READING TEXT
Start of Block

Bavarian general (1809–1866)

Oskar Freiherr von Zoller was a Bavarian Lieutenant general who was known for serving at the Battle of Kissingen during the Austro-Prussian War, being killed during the fighting.

==Biography==
He was the son of Lieutenant general Friedrich Freiherr von Zoller (1762–1821), who had become a Freiherr in 1816. In 1827, Zoller joined the Bavarian Army as a Junker in the Lifeguards Infantry Regiment in Munich, became an officer in 1828 and was promoted to captain in 1842. In 1840–41, while still a first lieutenant, Zoller accompanied Crown Prince Maximilian Joseph (later King Maximilian II of Bavaria), as an orderly officer on a trip to Greece. On 3 January 1842 he received the silver cross of the Greek Order of the Redeemer. King Ludwig I then appointed him as one of his wing adjutants. He later became Hofmarschall of the crown prince, who also appointed him his wing adjutant after taking over the government.

End of Block

SUPPLIED MATERIAL

Start of Block

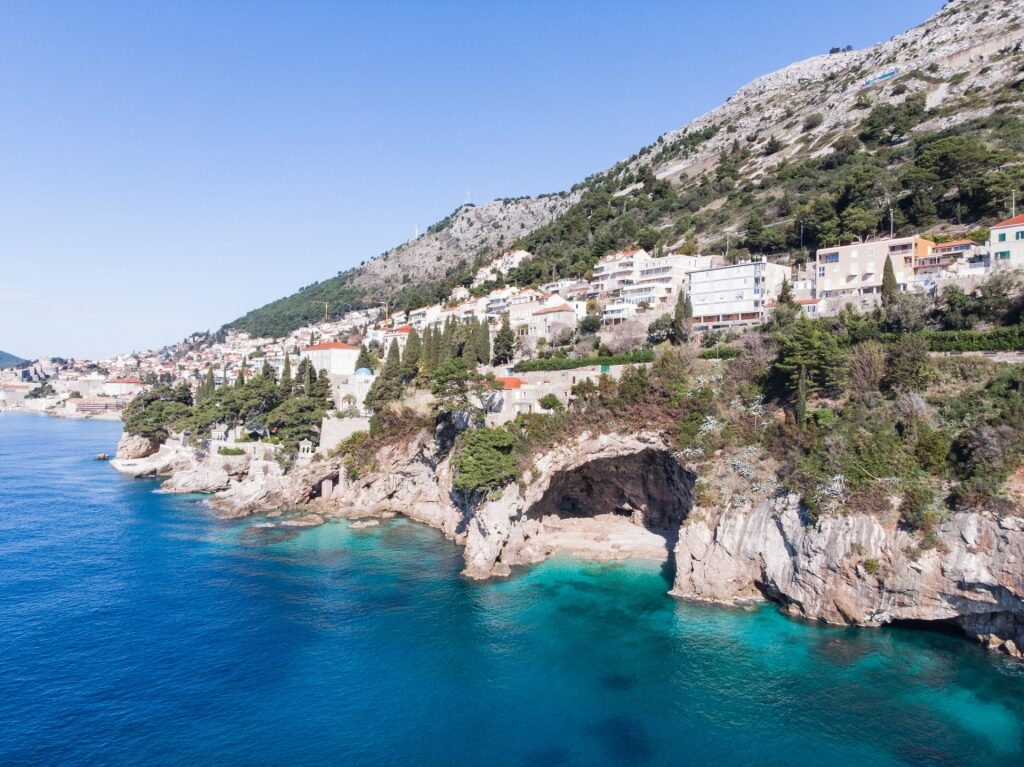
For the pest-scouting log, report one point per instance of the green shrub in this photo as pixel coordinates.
(915, 507)
(551, 402)
(484, 461)
(632, 357)
(720, 352)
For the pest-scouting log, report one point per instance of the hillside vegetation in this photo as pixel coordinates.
(808, 156)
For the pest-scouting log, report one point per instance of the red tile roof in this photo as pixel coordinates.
(1015, 221)
(555, 309)
(331, 345)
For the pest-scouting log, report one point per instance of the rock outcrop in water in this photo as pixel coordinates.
(852, 569)
(616, 497)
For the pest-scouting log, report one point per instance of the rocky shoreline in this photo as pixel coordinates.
(844, 569)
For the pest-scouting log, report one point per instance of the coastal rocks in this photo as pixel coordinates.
(169, 459)
(852, 569)
(262, 487)
(133, 446)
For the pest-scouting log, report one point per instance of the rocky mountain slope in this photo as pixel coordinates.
(816, 152)
(9, 360)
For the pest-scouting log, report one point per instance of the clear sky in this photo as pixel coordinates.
(165, 167)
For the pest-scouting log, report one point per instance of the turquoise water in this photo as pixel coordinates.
(135, 628)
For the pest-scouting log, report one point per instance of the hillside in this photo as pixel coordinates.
(9, 360)
(808, 155)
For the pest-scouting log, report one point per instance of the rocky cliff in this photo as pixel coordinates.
(621, 496)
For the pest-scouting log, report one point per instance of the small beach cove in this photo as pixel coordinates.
(137, 627)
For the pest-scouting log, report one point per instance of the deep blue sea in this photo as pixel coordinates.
(137, 629)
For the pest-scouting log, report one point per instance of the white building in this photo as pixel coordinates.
(552, 322)
(400, 335)
(852, 273)
(336, 357)
(735, 293)
(1006, 243)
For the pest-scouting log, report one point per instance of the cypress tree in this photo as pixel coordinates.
(802, 397)
(682, 320)
(444, 345)
(483, 343)
(504, 342)
(286, 376)
(210, 385)
(890, 288)
(392, 365)
(469, 335)
(366, 359)
(266, 371)
(411, 357)
(323, 387)
(307, 380)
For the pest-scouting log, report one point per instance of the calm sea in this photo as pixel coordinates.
(137, 629)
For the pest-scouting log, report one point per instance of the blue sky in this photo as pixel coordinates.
(166, 167)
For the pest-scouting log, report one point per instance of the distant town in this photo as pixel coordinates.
(629, 293)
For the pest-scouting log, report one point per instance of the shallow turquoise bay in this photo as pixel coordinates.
(135, 628)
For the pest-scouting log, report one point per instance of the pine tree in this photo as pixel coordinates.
(504, 342)
(682, 321)
(483, 342)
(890, 288)
(286, 376)
(802, 397)
(411, 356)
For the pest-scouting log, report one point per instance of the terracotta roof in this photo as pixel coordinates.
(555, 309)
(1015, 221)
(954, 243)
(331, 345)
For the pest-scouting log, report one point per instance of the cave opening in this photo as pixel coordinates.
(625, 506)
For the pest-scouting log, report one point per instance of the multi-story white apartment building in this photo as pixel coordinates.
(613, 272)
(336, 357)
(1006, 243)
(735, 293)
(852, 273)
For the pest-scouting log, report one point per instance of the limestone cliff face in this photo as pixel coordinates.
(852, 569)
(132, 446)
(615, 496)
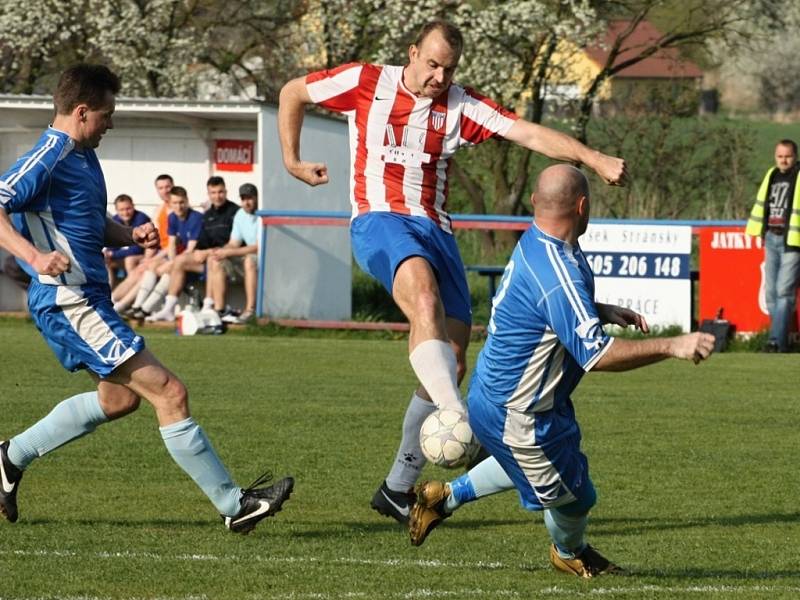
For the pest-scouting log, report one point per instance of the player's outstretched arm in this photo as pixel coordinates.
(624, 355)
(560, 146)
(51, 263)
(293, 99)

End of Block

ABOUT THIS TASK
Answer these questions from the text about Oskar von Zoller:
(a) At which battle was Zoller killed?
(b) In what year did Zoller join the Bavarian Army?
(c) What decoration did Zoller receive on 3 January 1842?

TASK RESULT
(a) The Battle of Kissingen
(b) 1827
(c) The silver cross of the Greek Order of the Redeemer